• **GIVEN PROBLEM**
Copy out every record precisely.

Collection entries
|---|
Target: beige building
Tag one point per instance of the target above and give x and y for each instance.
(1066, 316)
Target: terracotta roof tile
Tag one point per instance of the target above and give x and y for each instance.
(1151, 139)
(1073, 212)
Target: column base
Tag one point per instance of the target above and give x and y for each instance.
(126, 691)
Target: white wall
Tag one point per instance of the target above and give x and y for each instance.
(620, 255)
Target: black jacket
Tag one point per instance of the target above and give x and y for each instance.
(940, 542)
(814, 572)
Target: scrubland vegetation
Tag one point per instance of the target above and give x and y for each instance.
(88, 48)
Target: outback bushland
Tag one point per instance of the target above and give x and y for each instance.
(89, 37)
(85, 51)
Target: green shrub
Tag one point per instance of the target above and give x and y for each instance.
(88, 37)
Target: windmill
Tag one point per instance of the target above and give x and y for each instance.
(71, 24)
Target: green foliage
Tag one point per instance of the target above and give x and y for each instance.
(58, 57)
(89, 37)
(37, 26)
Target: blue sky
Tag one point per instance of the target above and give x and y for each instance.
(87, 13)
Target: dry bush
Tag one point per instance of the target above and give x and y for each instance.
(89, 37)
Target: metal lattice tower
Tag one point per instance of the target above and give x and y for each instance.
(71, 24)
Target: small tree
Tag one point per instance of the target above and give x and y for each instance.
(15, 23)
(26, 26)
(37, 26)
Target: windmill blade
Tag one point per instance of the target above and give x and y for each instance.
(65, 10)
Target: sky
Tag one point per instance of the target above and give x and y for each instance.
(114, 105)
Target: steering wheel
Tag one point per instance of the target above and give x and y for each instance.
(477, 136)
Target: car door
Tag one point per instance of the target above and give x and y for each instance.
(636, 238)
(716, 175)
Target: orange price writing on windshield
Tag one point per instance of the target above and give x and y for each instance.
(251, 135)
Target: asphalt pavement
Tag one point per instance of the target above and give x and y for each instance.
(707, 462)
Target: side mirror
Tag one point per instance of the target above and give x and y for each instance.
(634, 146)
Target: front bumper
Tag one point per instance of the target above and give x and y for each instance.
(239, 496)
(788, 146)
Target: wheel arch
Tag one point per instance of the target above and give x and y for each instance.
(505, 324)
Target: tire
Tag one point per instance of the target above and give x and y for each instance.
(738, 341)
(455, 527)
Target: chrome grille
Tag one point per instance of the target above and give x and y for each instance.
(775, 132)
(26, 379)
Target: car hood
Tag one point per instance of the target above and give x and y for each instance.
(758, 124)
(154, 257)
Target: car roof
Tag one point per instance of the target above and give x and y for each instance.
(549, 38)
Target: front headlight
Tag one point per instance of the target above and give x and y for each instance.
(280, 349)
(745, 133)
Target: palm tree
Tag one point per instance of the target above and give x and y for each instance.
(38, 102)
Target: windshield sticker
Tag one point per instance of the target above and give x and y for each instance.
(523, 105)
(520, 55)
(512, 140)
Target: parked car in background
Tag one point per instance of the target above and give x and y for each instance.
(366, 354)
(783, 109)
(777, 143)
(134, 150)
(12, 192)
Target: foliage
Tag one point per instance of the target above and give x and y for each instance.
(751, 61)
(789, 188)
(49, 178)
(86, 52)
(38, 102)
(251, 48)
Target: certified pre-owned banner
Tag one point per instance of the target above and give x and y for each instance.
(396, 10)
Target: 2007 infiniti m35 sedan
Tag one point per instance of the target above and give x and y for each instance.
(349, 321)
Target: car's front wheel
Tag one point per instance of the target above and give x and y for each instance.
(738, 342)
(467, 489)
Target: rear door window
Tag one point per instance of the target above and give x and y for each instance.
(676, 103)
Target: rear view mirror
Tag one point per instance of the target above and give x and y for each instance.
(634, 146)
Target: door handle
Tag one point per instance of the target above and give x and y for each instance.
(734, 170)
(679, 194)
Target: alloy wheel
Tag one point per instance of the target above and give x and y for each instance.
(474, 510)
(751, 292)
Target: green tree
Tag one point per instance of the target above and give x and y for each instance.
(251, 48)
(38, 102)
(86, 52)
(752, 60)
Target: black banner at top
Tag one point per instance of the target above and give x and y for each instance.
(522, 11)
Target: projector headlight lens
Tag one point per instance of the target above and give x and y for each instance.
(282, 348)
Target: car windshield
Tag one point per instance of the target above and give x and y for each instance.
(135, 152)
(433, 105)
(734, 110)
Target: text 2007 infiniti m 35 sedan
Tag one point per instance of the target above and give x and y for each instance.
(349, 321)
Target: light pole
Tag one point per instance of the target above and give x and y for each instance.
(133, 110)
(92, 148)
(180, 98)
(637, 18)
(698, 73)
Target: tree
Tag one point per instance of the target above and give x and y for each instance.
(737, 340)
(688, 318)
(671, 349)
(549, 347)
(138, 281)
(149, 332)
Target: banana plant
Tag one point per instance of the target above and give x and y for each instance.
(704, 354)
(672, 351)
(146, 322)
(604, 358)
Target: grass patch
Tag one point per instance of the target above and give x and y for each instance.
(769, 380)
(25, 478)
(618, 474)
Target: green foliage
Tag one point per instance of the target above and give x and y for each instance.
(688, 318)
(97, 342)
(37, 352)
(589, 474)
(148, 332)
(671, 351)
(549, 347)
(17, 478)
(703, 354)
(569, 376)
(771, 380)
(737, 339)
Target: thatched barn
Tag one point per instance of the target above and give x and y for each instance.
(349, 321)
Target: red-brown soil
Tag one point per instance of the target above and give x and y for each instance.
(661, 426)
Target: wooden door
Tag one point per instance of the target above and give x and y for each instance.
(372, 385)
|---|
• **REPLY TO THE EXERCISE**
Target: beige building
Tag one point per instance of the target above and give x and y for each instance.
(1066, 316)
Target: terracotta roof tile
Tag one point per instance of the target above and give x and y for each instance.
(1151, 139)
(1073, 212)
Target: column base
Tag one point per instance of the target above and give x and y for each instance.
(126, 691)
Target: white wall
Tag one point per instance of the target above and give x and y for each instance.
(620, 255)
Target: black jacket
Tag one point per instance of the target above and give x and y for each instance.
(940, 542)
(814, 572)
Target: scrubland vegetation
Tag one point per instance of the target above and give x and y for each instance.
(88, 48)
Target: outback bushland
Tag one point per instance of the target above and give x and y for each instance.
(89, 37)
(85, 51)
Target: green shrub
Tag one point per instance of the target above and give x and y for each instance.
(88, 37)
Target: windmill
Tag one point per instance of the target above and give x and y for each instance.
(71, 24)
Target: green foliage
Tag one point per instance of the target above and give x and y for each instance.
(58, 57)
(89, 37)
(37, 26)
Target: blue sky
Tag one point per instance of the target above and give x and y for each instance.
(87, 13)
Target: dry bush
Tag one point per instance of the target above and give x and y for each instance.
(89, 37)
Target: metal lattice tower
Tag one point per instance of the target above and give x and y for each instance.
(71, 24)
Target: small tree
Tag one point per instance of the target above and give x and y for each instance.
(15, 23)
(26, 26)
(37, 26)
Target: windmill blade
Tag one point per instance of the target above and give x and y for each instance.
(65, 10)
Target: sky
Tag one point per instance of the target above and give x and y for each instance.
(114, 105)
Target: steering wheel
Tag one point per instance of the target above and give x and y for each instance.
(477, 136)
Target: car door
Tag one point per instance of the target above and give x and y for each instance.
(636, 238)
(716, 175)
Target: orange price writing on windshield
Tag one point per instance of the target above and give x and y for each instance.
(251, 135)
Target: asphalt pavement
Tag one point per instance of the target above and give x and y for each instance.
(707, 462)
Target: side mirror
Tag one point per instance of the target above and give x and y for each instance.
(634, 146)
Target: front bumper
Tag one point per instance of the target above and give x and y for each instance.
(239, 496)
(788, 146)
Target: wheel arch
Tag one point per instance of the target above and give x and y for each instance.
(505, 324)
Target: tire
Tag one point per instance of the target above and give x and y for each instance.
(738, 341)
(455, 527)
Target: chrome grille
Tag one point per instance of the target above and give x and y for each instance.
(775, 132)
(26, 379)
Target: car hood
Tag one point per instance of the target above and give x and y for each instance.
(758, 124)
(154, 257)
Target: car roof
Tag one point per instance of the target above and give x and y for each instance.
(549, 38)
Target: front headlight
Tag one point per instance of the target above and give x and y for each instance.
(280, 349)
(745, 133)
Target: palm tree
Tag one point per instance of the target above and give x and y for each instance.
(38, 102)
Target: windshield sticker
Tag one point per instance of the target above and give x and y for each instance.
(523, 105)
(520, 55)
(512, 140)
Target: parked car in background
Tag one point per instance of the target above and give x and y for each instance.
(366, 354)
(783, 109)
(777, 143)
(134, 150)
(12, 192)
Target: foliage
Tag one point per instance of the target above and give x and y for each instance.
(751, 61)
(789, 188)
(49, 178)
(86, 52)
(38, 102)
(251, 48)
Target: certified pre-owned banner
Tag one point per instance of the target above and give x and y for each instance.
(396, 10)
Target: 2007 infiniti m35 sedan
Tag one point per instance of the target above and give x and y for each instance.
(349, 321)
Target: car's front wheel
Tag one point per instance of the target above and give x and y for each instance.
(738, 342)
(467, 489)
Target: rear door window
Tag one point per instance of the target above and give x and y for each instance.
(676, 103)
Target: rear view mirror
Tag one point per instance of the target above and give x and y for each instance.
(634, 146)
Target: door handle
Tag one point per instance of the target above and give x and y for each instance.
(734, 170)
(679, 194)
Target: alloy wheel
Tag one point per instance of the target above and give x and y for each instance.
(474, 510)
(751, 292)
Target: green tree
Tag one point per instance of the target above and give x and y for each instance.
(251, 48)
(38, 102)
(86, 52)
(752, 60)
Target: black banner at top
Tag one point per instance of the target above and give x and y for each instance.
(522, 11)
Target: projector headlight lens
Tag one point per instance of the target above and give x and y for each instance.
(282, 348)
Target: car windshield
Tag one point per instance of the target above and give x and y for each instance.
(135, 152)
(433, 105)
(734, 110)
Target: text 2007 infiniti m 35 sedan
Tag one point per instance of the target above and give x and y for each instance.
(349, 321)
Target: light pole
Tag one point per instance of the target above and give x and y for each instance.
(133, 110)
(92, 148)
(180, 98)
(637, 18)
(698, 73)
Target: tree
Tag one point per instance of the target above and give x and y for each instance.
(737, 340)
(688, 318)
(671, 349)
(549, 347)
(138, 281)
(149, 332)
Target: banana plant
Tag one point per instance of the target above and give x and y for each instance.
(704, 354)
(672, 351)
(146, 322)
(604, 358)
Target: grass patch
Tag one point per instance of the target above and give x and y for each instance.
(769, 380)
(25, 478)
(618, 474)
Target: green foliage
Tag one point per instance of the target above and give x and y for each instance.
(688, 318)
(97, 342)
(37, 352)
(589, 474)
(148, 332)
(671, 351)
(549, 347)
(17, 478)
(703, 354)
(569, 376)
(771, 380)
(737, 339)
Target: thatched barn
Tag one point per instance of the target above and give x and y for each instance.
(349, 321)
Target: red-brown soil
Tag one point per instance of the target above and give x and y for each instance.
(661, 426)
Target: wooden door
Tag one point per instance of the target above and give x and y for each instance.
(372, 385)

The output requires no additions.